Each year’s Moondark
We tend to think of the annual 20th March equinox, the day that the Sun enters the sign of Aries, as the symbolic beginning of spring in the Northern Hemisphere. But you could argue that the true beginning of spring is when a New Moon takes place in the sign of Aries. In 2022, that celestial event occurs tomorrow on 1st April, both Sun and Moon meeting at 11.5 degrees of Aries, the fiery first sign of the zodiac. The degree of their meeting varies from year to year: in 2021, it was 22.5 degrees Aries; in 2020, 4 degrees Aries; in 2019 15 degrees Aries; in 2018, 26 degrees Aries.
I find it illuminating and helpful to think of each year in those terms. Thus – as we wait for the fresh energy upsurge of the Aries New Moon tomorrow, we are symbolically waiting in Moondark. This year’s Moondark has been especially potent; it has run from the 12 degrees Pisces New Moon on the 2nd March 2022, making a conjunction with Jupiter at 16 degrees Pisces which is already approaching its powerful conjunction with Neptune, due on 12 April 2022 at 24 degrees Pisces. Much is already being written and discussed across the Web regarding the implications of this planetary duo.(ii)
Events of a collective and personal nature have been powerful, dark and traumatic this Moondark: the Pisces New Moon’s conjunction with Jupiter, as that planet approaches conjunction with Neptune, hascertainly brought Ukraine experiences of symbolic crucifixion (iii) via the sweep of war at Russia’s instigation, and its attendant suffering as millions flee their homeland in search of whatever kind of safety can be found. Along with a world-wide Pisces/Neptune response of compassionate desire to help, manifesting in donations of clothing and other supplies, and money pouring in to various charities, there is a general mood of disgust, shock, world-weariness and exhaustion.
All those reactions are typical Pisces/Neptune responses from all of us world-wide who have been through years of acute political upheaval and turmoil, increasing awareness of the climate emergency we now face – then two years of a pandemic, not yet over, which has upended our whole way of life.
All that most of us wish is peace. We are now having to find ways of being creative, constructive and hopeful in a world in turmoil and transition from an old materialist world order clearly long past its sell-by date…
The uses of Moondark
Moondark is at its best a contemplative time: a time to take stock both collectively and personally. We live in an increasingly frenetic 24/7 society where ‘time out’ is increasingly hard to find, and is not supported by the culture as a whole. Those of us who wish and need to retreat regularly to preserve our balance and well-being tend to be regarded as odd by mainstream society.
But humans have always benefited from times of quiet contemplation, in whatever way suits them best: listening to music, doing yoga/meditation, praying to whatever Higher Power sustains them, making or contemplating art, walking in Nature –especially by the sea, that great universal symbol of dissolution and emergence.
Even half an hour a day of retreat time on a regular basis is nourishing for the spirit. In ancient times, women used to retreat together monthly during menstruation time which was seen as a period of potency, and hidden power – a liminal time to link through dreams and ritual to worlds unseen.
It would be good if individually we could get into the habit of using the time from the Pisces New Moon each year to find some retreat space in whatever way suited us: to take stock of the year that was coming to an end, ponder our successes and our failures, and set some realistic intentions to pursue for the zodiacal year ahead. In a time of unprecedented turmoil, taking retreat time to work out how to cope best with the world we now inhabit, seems more important than ever…
Have you been taking stock ? I certainly have…and your thoughts on what has emerged for you, would be most welcome as we emerge from Moondark and begin a new zodiacal year.

> Extracted information

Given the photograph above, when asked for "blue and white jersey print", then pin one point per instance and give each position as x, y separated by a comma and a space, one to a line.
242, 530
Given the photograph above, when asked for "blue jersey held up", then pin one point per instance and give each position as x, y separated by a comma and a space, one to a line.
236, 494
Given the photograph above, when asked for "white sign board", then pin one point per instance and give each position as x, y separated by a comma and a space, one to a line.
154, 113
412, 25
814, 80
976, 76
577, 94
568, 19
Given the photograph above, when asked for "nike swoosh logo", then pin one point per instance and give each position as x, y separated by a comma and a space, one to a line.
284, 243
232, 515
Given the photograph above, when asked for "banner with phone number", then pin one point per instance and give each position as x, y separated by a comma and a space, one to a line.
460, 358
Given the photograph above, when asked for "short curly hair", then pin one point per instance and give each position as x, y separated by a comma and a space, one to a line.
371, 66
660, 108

> Things to do
a – Translate into French this sentence from the Moondark text: "Even half an hour a day of retreat time on a regular basis is nourishing for the spirit."
b – Extract, word for word, the passage of the Moondark text from "Even half an" to "to worlds unseen.".

> Answers to each task
a – Même une demi-heure de retraite par jour, pratiquée régulièrement, nourrit l'esprit.

b –
Even half an hour a day of retreat time on a regular basis is nourishing for the spirit. In ancient times, women used to retreat together monthly during menstruation time which was seen as a period of potency, and hidden power – a liminal time to link through dreams and ritual to worlds unseen.